Given data
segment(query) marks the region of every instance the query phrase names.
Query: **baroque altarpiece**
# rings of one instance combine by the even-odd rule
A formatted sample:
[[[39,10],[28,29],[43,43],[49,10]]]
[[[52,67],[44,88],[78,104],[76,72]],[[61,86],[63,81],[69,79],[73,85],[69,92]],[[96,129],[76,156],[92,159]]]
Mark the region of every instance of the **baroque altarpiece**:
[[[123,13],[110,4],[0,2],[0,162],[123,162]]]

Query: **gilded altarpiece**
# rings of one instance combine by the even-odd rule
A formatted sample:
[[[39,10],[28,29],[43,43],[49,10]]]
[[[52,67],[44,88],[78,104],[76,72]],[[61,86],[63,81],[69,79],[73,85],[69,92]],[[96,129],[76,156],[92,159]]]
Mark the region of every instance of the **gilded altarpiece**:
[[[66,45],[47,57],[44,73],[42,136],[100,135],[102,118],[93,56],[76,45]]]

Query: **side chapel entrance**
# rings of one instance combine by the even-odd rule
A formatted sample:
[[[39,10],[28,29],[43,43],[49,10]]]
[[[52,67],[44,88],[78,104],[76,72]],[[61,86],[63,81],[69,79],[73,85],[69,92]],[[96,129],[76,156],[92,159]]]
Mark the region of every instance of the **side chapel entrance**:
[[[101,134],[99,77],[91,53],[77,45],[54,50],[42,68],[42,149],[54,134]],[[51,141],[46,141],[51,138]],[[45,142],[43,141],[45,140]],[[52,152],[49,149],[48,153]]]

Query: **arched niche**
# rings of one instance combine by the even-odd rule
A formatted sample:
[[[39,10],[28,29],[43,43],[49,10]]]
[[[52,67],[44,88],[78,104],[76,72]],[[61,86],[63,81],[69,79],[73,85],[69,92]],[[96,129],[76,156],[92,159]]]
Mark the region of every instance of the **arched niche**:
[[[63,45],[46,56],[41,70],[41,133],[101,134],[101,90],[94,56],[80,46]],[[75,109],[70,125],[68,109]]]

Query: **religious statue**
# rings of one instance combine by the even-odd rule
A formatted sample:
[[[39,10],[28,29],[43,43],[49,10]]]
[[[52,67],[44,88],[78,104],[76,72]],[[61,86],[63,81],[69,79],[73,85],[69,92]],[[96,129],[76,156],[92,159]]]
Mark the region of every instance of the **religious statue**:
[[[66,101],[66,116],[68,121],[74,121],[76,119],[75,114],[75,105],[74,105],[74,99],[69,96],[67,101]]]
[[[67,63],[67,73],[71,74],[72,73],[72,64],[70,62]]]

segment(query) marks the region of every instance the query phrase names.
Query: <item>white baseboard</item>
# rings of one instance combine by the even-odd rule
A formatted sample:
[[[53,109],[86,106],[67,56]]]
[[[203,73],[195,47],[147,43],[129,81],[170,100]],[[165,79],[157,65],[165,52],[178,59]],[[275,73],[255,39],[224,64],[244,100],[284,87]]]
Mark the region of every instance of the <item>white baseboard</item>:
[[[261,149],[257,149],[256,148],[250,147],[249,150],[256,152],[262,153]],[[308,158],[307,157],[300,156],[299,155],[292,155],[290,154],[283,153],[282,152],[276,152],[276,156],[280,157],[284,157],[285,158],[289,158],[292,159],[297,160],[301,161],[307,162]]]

Given exercise
Rewrite all of the lines above as a JSON list of strings, one string per line, leaving out the blank lines.

Full answer
[
  "segment(query) marks the region of every instance the query phrase names.",
  "Query: **baroque altarpiece**",
  "# rings of one instance combine by the even-odd rule",
  "A formatted sample:",
  "[[[39,10],[28,29],[43,43],[49,10]]]",
  "[[[52,67],[44,88],[78,104],[76,72]],[[61,86],[63,81],[69,79],[73,85],[69,92]],[[96,129],[76,156],[92,159]]]",
  "Mark the region of every instance of the **baroque altarpiece**:",
  "[[[123,13],[110,4],[0,2],[0,162],[123,162]]]",
  "Query: **gilded altarpiece**",
  "# rings of one instance combine by the even-odd rule",
  "A formatted sample:",
  "[[[39,10],[28,29],[43,43],[49,10]]]",
  "[[[52,67],[44,88],[78,104],[76,72]],[[61,86],[63,81],[69,79],[73,85],[69,92]],[[96,129],[76,156],[92,159]]]",
  "Mark the region of every instance of the **gilded altarpiece**:",
  "[[[66,45],[47,57],[44,73],[42,136],[100,135],[102,118],[93,56],[76,45]]]",
  "Query: **side chapel entrance**",
  "# rings of one instance combine by the even-odd rule",
  "A formatted sample:",
  "[[[39,10],[28,29],[43,43],[49,10]]]",
  "[[[52,67],[44,88],[78,104],[76,72]],[[61,86],[63,81],[69,79],[73,85],[69,92]],[[96,129],[76,156],[92,159]]]",
  "Mark the region of every instance of the **side chapel entrance**:",
  "[[[101,134],[99,77],[91,53],[77,45],[54,50],[42,68],[42,149],[54,134]],[[51,141],[46,141],[51,138]],[[45,142],[43,141],[45,140]],[[52,152],[49,149],[48,153]]]",
  "Query: **arched niche**",
  "# rings of one instance combine by the even-odd rule",
  "A formatted sample:",
  "[[[39,10],[28,29],[43,43],[49,10]]]",
  "[[[52,67],[44,88],[78,104],[76,72]],[[61,86],[63,81],[69,79],[73,85],[69,92]],[[96,129],[76,156],[92,159]]]",
  "Mark the region of every instance of the **arched niche**:",
  "[[[63,45],[46,56],[41,70],[41,133],[101,134],[101,90],[94,56],[80,46]],[[75,109],[70,125],[68,109]]]",
  "Query: **religious statue**",
  "# rings of one instance combine by the even-odd rule",
  "A formatted sample:",
  "[[[39,10],[28,29],[43,43],[49,10]]]",
  "[[[52,67],[44,88],[78,104],[76,72]],[[61,86],[63,81],[69,79],[73,85],[69,92]],[[96,129],[76,156],[92,159]]]",
  "Mark the region of every instance of the **religious statue**:",
  "[[[66,101],[66,116],[68,121],[74,121],[76,119],[75,114],[75,105],[74,105],[74,99],[69,96],[67,101]]]",
  "[[[67,63],[67,73],[71,74],[72,73],[72,64],[70,62]]]",
  "segment(query) marks the region of every instance the query phrase names.",
  "Query: <item>white baseboard</item>",
  "# rings of one instance combine by the even-odd rule",
  "A formatted sample:",
  "[[[53,109],[86,106],[67,56]]]",
  "[[[203,73],[195,47],[147,43],[129,81],[170,100]],[[165,79],[157,65],[165,52],[178,59]],[[275,73],[255,39],[224,64],[244,100],[284,87]]]",
  "Mark the region of every instance of the <item>white baseboard</item>:",
  "[[[261,149],[257,149],[256,148],[250,147],[249,150],[256,152],[262,153]],[[308,158],[307,157],[300,156],[299,155],[292,155],[290,154],[283,153],[282,152],[276,152],[276,156],[280,157],[284,157],[285,158],[289,158],[292,159],[297,160],[301,161],[307,162]]]"
]